▶ PAGE EXCERPT
========================

What a Simple UK CGT Calculator Usually Includes
- Sale proceeds: the amount you receive on disposal.
- Purchase price: what you paid for the asset originally.
- Allowable acquisition and selling costs: legal fees, broker commissions, and similar transaction costs.
- Improvement expenditure: capital improvements that add value or extend life.
- Capital losses: allowable losses from other disposals that reduce gains.
- Annual exempt amount: tax free gain allowance for the tax year.
- Taxable income: used for individuals to split gains across lower and higher CGT rates.
- Asset type: residential property is taxed differently from many other assets.
The formula is straightforward at a high level. First, establish your gain after allowable costs. Second, offset losses. Third, deduct your annual exempt amount if available. Finally, apply the relevant rates. The calculator on this page follows that flow in a practical way and displays a visual breakdown chart so you can see where the tax is coming from.
Core UK Figures You Should Know
Several key numbers shape UK capital gains outcomes. For many users, the most important are annual exemption and rates by asset class. The annual exempt amount has reduced significantly over recent years, which increases the number of people who need to report and potentially pay CGT. The table below compares this clearly.
| Tax year | Individual annual exempt amount | Trust annual exempt amount (general) | Official source basis |
|---|---|---|---|
| 2022/23 | £12,300 | £6,150 | UK CGT rates and allowances guidance |
| 2023/24 | £6,000 | £3,000 | UK CGT rates and allowances guidance |
| 2024/25 | £3,000 | £1,500 | UK CGT rates and allowances guidance |
Rates also differ by tax year and asset type. For individuals, residential property gains have lower and higher rates, and the higher rate was reduced in 2024/25. Other chargeable assets typically use lower 10% and higher 20% rates for individuals, depending on how much basic rate band remains once income is considered.

========================

▶ EXTRACTED ENTRIES
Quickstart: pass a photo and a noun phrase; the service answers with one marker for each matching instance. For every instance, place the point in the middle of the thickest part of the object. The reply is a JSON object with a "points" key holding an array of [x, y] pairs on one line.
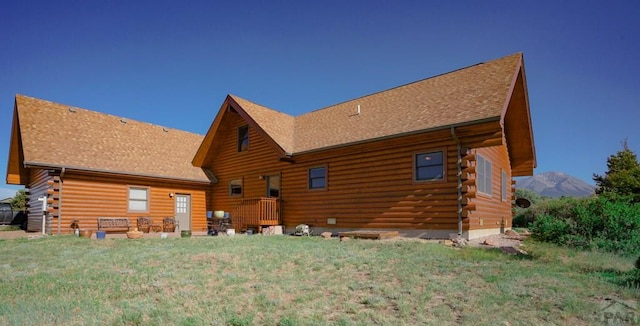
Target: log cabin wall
{"points": [[369, 185], [86, 197], [38, 186], [494, 210], [249, 166]]}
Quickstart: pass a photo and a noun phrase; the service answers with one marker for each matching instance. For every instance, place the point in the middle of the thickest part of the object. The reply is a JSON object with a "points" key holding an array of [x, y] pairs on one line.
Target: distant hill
{"points": [[556, 184]]}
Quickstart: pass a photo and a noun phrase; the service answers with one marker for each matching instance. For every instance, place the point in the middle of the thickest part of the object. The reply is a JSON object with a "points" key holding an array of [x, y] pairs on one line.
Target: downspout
{"points": [[459, 166], [60, 199]]}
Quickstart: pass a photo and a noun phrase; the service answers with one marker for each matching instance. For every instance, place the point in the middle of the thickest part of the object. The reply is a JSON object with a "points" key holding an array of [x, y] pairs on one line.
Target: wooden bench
{"points": [[115, 224]]}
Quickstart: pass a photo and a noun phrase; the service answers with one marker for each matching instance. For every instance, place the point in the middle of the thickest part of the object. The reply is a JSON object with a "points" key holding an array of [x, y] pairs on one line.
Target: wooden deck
{"points": [[376, 235]]}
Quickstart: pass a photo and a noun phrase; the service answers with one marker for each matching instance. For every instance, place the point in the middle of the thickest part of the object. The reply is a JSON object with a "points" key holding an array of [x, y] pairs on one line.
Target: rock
{"points": [[448, 243], [511, 233], [491, 242], [460, 242]]}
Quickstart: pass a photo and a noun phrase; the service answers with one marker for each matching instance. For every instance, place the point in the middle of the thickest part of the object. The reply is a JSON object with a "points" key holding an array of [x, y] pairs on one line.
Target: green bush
{"points": [[603, 223]]}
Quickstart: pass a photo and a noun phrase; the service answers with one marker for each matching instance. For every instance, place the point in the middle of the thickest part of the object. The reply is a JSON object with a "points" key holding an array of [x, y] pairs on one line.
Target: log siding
{"points": [[368, 185]]}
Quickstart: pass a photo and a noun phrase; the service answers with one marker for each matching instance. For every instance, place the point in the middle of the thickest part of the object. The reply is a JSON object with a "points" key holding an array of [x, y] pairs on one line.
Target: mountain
{"points": [[556, 184]]}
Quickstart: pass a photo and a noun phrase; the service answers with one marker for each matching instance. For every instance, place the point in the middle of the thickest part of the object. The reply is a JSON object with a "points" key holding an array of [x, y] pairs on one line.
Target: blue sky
{"points": [[172, 63]]}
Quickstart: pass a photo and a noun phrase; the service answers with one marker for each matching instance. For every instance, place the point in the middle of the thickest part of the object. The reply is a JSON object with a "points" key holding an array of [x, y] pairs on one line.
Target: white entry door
{"points": [[183, 211]]}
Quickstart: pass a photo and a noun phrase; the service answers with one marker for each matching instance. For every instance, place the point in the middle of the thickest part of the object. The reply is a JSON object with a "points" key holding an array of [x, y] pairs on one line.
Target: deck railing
{"points": [[256, 212]]}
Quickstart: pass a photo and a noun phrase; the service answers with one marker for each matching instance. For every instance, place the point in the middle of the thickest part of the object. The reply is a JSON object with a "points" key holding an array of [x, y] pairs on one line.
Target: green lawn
{"points": [[282, 280]]}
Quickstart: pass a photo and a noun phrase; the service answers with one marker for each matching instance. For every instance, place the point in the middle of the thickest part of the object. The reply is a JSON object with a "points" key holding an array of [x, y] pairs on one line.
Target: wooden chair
{"points": [[144, 224], [169, 224]]}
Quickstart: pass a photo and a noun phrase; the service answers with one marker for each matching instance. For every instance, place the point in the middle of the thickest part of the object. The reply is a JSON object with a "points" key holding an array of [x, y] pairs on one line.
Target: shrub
{"points": [[603, 223]]}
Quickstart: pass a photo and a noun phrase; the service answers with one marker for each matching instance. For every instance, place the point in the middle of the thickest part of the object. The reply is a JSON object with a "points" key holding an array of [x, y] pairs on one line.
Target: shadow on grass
{"points": [[629, 279]]}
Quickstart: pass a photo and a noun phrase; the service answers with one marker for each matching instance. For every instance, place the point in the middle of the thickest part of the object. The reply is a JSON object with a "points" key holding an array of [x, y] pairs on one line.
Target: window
{"points": [[483, 172], [243, 138], [235, 187], [318, 178], [429, 166], [503, 180], [138, 199]]}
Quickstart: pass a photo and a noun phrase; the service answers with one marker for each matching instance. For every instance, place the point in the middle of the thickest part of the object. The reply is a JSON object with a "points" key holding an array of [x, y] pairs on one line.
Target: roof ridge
{"points": [[258, 104], [107, 114]]}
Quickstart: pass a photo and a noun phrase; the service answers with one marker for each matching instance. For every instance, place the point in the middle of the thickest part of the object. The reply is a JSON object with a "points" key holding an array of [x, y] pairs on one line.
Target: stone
{"points": [[511, 233], [491, 242], [448, 243]]}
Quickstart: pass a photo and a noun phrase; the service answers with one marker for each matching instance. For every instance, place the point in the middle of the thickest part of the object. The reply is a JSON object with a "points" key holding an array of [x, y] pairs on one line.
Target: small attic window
{"points": [[243, 138]]}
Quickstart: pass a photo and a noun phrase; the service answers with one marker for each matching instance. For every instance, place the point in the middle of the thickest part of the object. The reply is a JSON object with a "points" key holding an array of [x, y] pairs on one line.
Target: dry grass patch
{"points": [[255, 280]]}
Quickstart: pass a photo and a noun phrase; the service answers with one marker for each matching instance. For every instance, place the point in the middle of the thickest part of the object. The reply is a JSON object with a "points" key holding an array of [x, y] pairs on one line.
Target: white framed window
{"points": [[429, 166], [138, 199], [483, 173], [504, 183], [317, 178], [235, 187], [243, 138]]}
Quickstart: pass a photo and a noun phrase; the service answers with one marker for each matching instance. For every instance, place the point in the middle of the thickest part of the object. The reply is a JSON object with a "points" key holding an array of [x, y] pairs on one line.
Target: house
{"points": [[89, 165], [428, 159]]}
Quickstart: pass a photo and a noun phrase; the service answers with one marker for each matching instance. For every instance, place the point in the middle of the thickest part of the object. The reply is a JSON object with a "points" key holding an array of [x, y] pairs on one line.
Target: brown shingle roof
{"points": [[279, 126], [470, 94], [63, 136]]}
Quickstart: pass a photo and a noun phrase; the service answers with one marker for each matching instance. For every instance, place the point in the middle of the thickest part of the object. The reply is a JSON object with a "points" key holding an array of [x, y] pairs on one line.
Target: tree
{"points": [[623, 175], [19, 201]]}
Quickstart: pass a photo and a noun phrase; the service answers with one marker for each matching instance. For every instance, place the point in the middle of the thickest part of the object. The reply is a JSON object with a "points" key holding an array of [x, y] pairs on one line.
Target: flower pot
{"points": [[85, 233], [134, 234]]}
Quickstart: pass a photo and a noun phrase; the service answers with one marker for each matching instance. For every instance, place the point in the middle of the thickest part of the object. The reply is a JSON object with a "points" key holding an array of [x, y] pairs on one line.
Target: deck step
{"points": [[376, 235]]}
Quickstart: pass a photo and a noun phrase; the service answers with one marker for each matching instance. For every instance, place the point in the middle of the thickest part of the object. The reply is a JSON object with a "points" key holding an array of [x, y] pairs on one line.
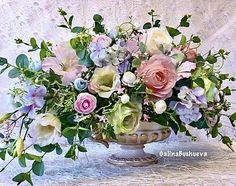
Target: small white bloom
{"points": [[160, 106], [45, 129], [124, 98], [157, 40], [129, 79]]}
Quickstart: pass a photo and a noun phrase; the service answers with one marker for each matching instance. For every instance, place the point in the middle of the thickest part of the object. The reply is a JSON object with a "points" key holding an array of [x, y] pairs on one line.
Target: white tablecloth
{"points": [[219, 167]]}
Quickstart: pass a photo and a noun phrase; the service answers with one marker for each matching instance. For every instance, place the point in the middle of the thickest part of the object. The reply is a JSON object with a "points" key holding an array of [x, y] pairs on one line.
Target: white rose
{"points": [[160, 106], [124, 98], [129, 79], [156, 40], [45, 129]]}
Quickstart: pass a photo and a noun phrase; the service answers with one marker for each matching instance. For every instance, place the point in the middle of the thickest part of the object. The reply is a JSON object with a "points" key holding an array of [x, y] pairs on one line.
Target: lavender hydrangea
{"points": [[186, 115], [190, 97], [33, 100]]}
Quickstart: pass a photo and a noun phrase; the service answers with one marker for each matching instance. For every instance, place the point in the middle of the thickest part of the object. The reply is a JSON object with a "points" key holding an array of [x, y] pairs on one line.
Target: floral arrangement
{"points": [[102, 83]]}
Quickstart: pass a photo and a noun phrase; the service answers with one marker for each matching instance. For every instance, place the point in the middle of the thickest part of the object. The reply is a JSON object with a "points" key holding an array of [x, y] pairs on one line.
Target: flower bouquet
{"points": [[102, 83]]}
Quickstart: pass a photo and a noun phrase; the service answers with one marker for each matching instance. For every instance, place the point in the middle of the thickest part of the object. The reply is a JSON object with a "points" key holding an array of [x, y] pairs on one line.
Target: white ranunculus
{"points": [[124, 98], [157, 40], [45, 129], [129, 79], [160, 106]]}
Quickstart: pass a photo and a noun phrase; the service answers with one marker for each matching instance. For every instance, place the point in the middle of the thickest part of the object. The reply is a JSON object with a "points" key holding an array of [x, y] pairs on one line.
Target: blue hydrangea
{"points": [[36, 66], [80, 84], [186, 115]]}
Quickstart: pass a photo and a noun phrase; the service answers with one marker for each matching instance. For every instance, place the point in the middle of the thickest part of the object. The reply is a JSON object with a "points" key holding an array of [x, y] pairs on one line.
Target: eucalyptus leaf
{"points": [[38, 168], [22, 61]]}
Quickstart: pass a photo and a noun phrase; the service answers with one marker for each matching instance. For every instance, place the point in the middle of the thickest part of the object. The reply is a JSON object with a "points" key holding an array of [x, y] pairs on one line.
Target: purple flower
{"points": [[33, 100], [112, 33], [186, 115], [124, 66], [85, 103], [98, 49], [189, 97], [65, 63], [120, 42]]}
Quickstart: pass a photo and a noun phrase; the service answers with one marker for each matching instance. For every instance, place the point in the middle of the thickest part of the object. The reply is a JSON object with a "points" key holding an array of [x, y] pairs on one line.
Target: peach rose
{"points": [[159, 74]]}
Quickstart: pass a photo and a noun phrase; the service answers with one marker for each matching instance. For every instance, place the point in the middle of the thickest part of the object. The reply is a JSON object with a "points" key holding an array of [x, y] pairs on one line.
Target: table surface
{"points": [[92, 169]]}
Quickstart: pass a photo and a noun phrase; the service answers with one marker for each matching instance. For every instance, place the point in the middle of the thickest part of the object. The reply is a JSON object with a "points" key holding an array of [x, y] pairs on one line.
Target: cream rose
{"points": [[156, 40], [104, 81], [45, 129]]}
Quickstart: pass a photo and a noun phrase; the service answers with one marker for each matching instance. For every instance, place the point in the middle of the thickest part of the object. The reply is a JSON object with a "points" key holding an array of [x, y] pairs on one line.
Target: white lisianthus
{"points": [[160, 106], [157, 40], [129, 79], [124, 98], [45, 129]]}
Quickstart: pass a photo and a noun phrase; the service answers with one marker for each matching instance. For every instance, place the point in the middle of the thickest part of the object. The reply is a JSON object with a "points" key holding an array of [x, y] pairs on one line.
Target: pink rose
{"points": [[85, 103], [102, 39], [159, 74], [184, 69]]}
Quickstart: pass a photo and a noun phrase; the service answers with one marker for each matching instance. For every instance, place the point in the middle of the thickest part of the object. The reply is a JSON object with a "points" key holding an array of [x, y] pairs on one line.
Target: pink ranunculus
{"points": [[132, 46], [159, 74], [102, 39], [85, 103], [65, 63], [184, 69]]}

========================

▶ PROBLEMS TO SOLVE
a) Reproduce the part of the UK capital gains tax text between "- Purchase price: what" and "that reduce gains.", inclusive.
b) According to the UK capital gains tax text, what was the individual annual exempt amount for the 2023/24 tax year?

▶ LIST OF SOLUTIONS
a)
- Purchase price: what you paid for the asset originally.
- Allowable acquisition and selling costs: legal fees, broker commissions, and similar transaction costs.
- Improvement expenditure: capital improvements that add value or extend life.
- Capital losses: allowable losses from other disposals that reduce gains.

b) £6,000